··· Excerpted text ···

Roxgold Inc.
TSX VENTURE : ROG

Roxgold Inc.

November 16, 2011 11:51 ET

Roxgold Announces Closing of $11.3 Million Brokered Private Placement

TORONTO, ONTARIO and VANCOUVER, BRITISH COLUMBIA--(Marketwire - Nov. 16, 2011) -

NOT FOR DISSEMINATION IN THE UNITED STATES OR FOR DISTRIBUTION TO U.S. NEWSWIRE SERVICES AND DOES NOT CONSTITUTE AN OFFER IN THE UNITED STATES OF THE SECURITIES DESCRIBED HEREIN

Roxgold Inc. (TSX VENTURE:ROG) ("Roxgold" or the "Company") is pleased to announce that, further to its press release of October 28, 2011, it has completed its bought deal private placement offering (the "Offering") of common shares ("Common Shares") of the Company pursuant to an underwriting agreement dated November 16, 2011 between Roxgold and a syndicate of underwriters led by Cormark Securities Inc. (the "Lead Underwriter") and including GMP Securities L.P., RBC Dominion Securities Inc., Fraser Mackenzie Limited, PI Financial Corp., Pope & Company Limited, Raymond James Ltd., and Toll Cross Securities Inc. (collectively, the "Underwriters"). Pursuant to the Offering, Roxgold sold an aggregate 10,325,000 Common Shares at a price of $1.10 per Common Share for aggregate gross proceeds of $11,357,500, which includes an oversubscription from the previously announced gross proceeds of $11,000,000.

In consideration of the services rendered by the Underwriters in connection with the Offering, the Underwriters received from Roxgold a cash fee equal to 7.0% of the gross proceeds of the Offering. As additional compensation, the Underwriters were issued broker warrants (the "Broker Warrants") exercisable to acquire that number of Common Shares as is equal to 7.0% of the aggregate number of Common Shares issued pursuant to the Offering. Each Broker Warrant entitles the holder thereof to acquire one Common Share at a price of $1.10 per Common Share until November 16, 2013.

The net proceeds of the Offering will be used for continued exploration of the Company's Burkina Faso properties and for general working capital purposes.

All of the securities of Roxgold issued under the Offering are subject to a hold period which will expire on March 16, 2012 in accordance with applicable Canadian securities laws.

The securities described herein have not been registered under the U.S. Securities Act of 1933, as amended, and may not be offered or sold in the United States unless registered under the Act or unless an exemption from registration is available.

···

→ List of tasks
A - In the Roxgold press release, condense the paragraph beginning "In consideration of the services" into a short bulleted list that keeps its main facts.
B - Reproduce the passage of the Roxgold press release starting at "The net proceeds" and ending at "registration is available.", renaming "Offering" as "Placement" throughout.
C - Answer these questions from the Roxgold press release:
(i) At what price per Common Share were the shares sold?
(ii) Which firm led the syndicate of underwriters?
(iii) On what date will the hold period on the securities expire?

··· Listed records ···

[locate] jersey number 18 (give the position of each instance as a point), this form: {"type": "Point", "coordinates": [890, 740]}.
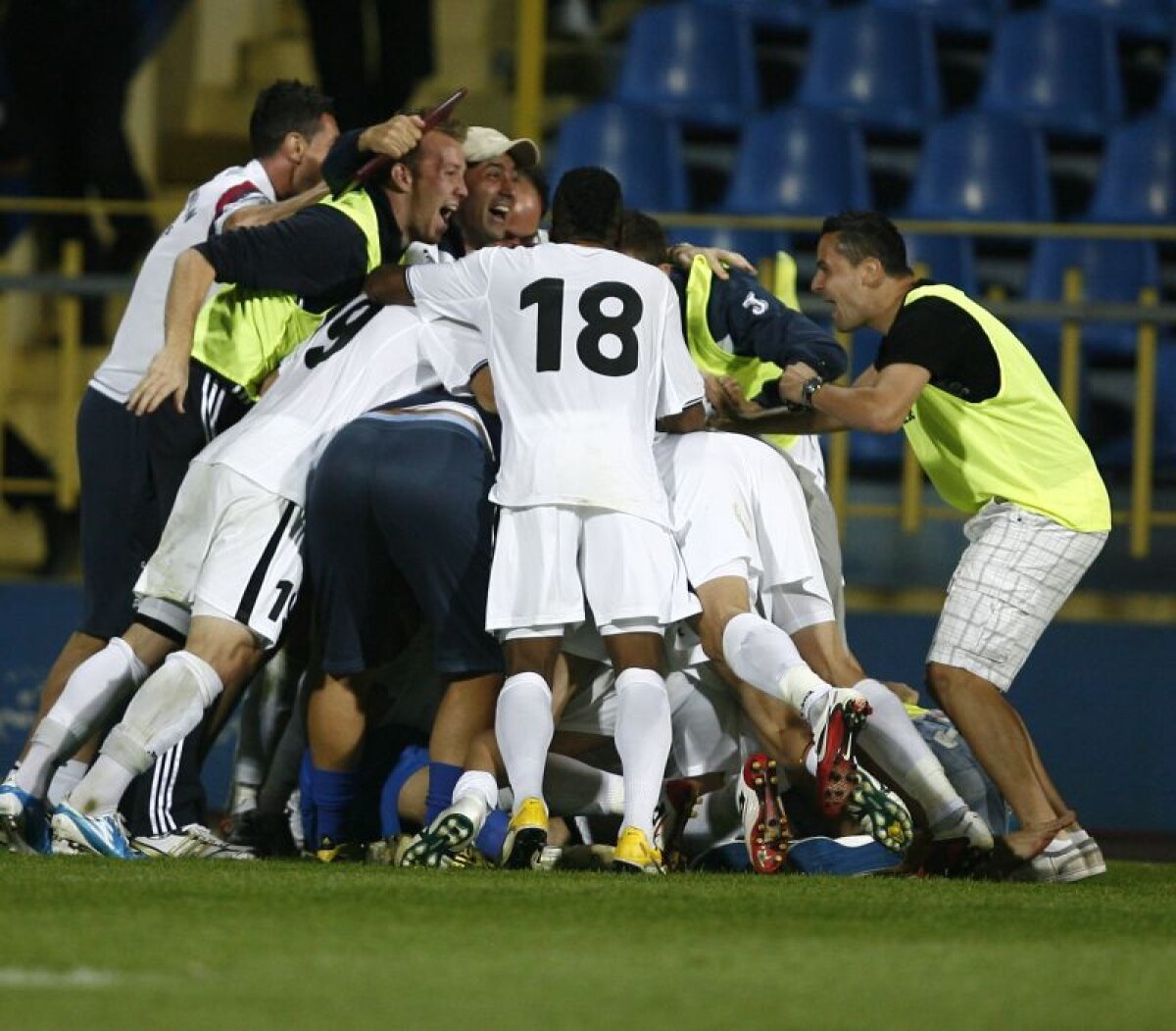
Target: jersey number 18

···
··· Listed records ···

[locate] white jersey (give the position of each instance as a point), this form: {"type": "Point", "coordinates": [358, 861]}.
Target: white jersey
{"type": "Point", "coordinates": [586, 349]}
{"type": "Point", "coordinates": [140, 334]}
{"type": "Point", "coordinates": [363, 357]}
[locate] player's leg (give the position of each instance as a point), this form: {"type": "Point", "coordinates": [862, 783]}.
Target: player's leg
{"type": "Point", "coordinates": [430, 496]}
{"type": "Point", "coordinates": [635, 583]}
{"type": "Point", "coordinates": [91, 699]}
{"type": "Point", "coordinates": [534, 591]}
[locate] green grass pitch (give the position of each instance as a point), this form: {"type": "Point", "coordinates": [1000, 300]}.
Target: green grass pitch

···
··· Listed records ···

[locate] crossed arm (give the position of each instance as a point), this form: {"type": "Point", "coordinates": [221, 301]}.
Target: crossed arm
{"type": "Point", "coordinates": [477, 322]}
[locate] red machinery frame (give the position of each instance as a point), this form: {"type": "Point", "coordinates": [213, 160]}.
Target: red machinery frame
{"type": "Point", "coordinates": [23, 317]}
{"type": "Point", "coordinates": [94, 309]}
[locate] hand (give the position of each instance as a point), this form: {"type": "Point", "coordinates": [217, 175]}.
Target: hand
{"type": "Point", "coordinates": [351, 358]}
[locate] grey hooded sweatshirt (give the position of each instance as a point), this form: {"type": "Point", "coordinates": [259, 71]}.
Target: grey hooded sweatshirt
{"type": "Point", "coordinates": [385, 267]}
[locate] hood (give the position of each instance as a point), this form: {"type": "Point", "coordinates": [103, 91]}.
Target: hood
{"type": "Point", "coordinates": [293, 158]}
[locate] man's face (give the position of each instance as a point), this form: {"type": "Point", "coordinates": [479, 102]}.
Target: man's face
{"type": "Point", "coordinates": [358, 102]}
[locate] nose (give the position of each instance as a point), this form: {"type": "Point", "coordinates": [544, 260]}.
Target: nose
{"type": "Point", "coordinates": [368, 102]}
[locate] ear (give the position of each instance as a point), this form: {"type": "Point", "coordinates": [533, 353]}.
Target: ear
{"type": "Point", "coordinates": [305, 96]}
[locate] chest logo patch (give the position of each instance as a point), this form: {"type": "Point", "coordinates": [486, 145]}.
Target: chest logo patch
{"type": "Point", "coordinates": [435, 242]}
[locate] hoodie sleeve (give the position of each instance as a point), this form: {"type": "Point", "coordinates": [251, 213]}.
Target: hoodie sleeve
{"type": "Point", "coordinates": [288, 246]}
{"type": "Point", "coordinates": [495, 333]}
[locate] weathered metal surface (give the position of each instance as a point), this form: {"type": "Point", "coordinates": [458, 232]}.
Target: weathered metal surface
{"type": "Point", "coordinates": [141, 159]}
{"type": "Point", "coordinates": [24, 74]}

···

→ Answers in order
A -
- The Underwriters received a cash fee of 7.0% of the Offering's gross proceeds.
- They were also issued Broker Warrants for Common Shares equal to 7.0% of the total Common Shares issued in the Offering.
- Each Broker Warrant lets the holder buy one Common Share at $1.10 until November 16, 2013.

B -
The net proceeds of the Placement will be used for continued exploration of the Company's Burkina Faso properties and for general working capital purposes.

All of the securities of Roxgold issued under the Placement are subject to a hold period which will expire on March 16, 2012 in accordance with applicable Canadian securities laws.

The securities described herein have not been registered under the U.S. Securities Act of 1933, as amended, and may not be offered or sold in the United States unless registered under the Act or unless an exemption from registration is available.

C -
(i) $1.10 per Common Share.
(ii) Cormark Securities Inc.
(iii) March 16, 2012.